------ Provided passage ------
Now, three years into his term, we have the largest investment in our infrastructure since the 1950s, done on a bipartisan basis. We have the most significant gun safety legislation passed on a bipartisan basis since the 1990s, the largest expansion of health care since the passage of the Affordable Care Act, and of course, the most significant investment in combating climate change in our nation’s history. That is a record that Democrats should be proud of.
Now, of course, there’s unfinished work. There were certainly elements of Build Back Better that didn’t pass. And I’m confident that the president is going to be running his reelection campaign, in large part, on passing those policies. I’m eager, as someone who has long worked with President Biden and worked with his son, our late Attorney General Beau Biden, to cast my vote in Congress to bring over the finish line those critical policies for families and workers across the country.
Sounds like you’re endorsing him?
Without hesitation and absolutely.
6. You do have a long history with the Bidens, including the president. Have you thought at all about what 2024 might mean for your race, in terms of Republicans trying to exploit your relationship with the president?
------
● **Work instructions**
In the interview excerpt, the infrastructure investment is called the largest since which decade? The records are not needed here.
------ Provided information ------
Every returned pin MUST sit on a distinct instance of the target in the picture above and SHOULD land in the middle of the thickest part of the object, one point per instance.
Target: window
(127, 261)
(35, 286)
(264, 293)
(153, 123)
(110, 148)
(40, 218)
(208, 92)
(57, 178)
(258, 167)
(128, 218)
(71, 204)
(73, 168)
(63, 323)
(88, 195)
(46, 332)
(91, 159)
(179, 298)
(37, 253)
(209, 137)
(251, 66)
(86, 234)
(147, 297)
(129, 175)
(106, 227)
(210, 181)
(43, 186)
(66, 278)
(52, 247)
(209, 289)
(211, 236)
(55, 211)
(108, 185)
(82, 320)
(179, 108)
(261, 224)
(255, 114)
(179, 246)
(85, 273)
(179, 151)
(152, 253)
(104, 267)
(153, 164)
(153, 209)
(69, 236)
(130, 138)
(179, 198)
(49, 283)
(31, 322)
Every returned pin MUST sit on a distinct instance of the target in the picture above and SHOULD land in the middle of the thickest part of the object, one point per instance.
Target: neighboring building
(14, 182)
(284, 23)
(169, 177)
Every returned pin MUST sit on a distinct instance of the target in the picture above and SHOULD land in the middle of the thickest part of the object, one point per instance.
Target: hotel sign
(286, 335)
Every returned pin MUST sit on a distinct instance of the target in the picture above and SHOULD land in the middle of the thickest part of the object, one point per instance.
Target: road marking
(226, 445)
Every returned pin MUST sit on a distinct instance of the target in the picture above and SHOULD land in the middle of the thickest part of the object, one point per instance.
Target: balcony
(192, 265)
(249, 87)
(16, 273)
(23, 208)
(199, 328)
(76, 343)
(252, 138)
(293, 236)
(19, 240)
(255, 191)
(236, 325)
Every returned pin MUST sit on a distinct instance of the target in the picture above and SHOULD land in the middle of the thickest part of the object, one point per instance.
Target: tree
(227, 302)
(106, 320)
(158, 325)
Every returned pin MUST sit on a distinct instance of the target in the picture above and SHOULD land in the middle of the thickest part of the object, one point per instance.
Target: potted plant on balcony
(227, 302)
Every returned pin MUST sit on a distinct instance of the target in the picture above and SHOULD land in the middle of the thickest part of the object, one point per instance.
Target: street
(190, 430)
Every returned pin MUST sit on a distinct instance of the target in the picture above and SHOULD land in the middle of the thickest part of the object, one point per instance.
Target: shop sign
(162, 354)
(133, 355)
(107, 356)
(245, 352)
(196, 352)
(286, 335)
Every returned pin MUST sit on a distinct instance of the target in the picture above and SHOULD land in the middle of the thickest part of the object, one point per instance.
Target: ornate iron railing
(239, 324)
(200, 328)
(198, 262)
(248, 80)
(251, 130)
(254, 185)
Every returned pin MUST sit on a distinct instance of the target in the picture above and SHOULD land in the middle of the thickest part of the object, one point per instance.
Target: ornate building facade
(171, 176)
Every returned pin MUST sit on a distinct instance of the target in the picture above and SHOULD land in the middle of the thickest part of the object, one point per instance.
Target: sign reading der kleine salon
------
● **Answer to this exercise**
The 1950s.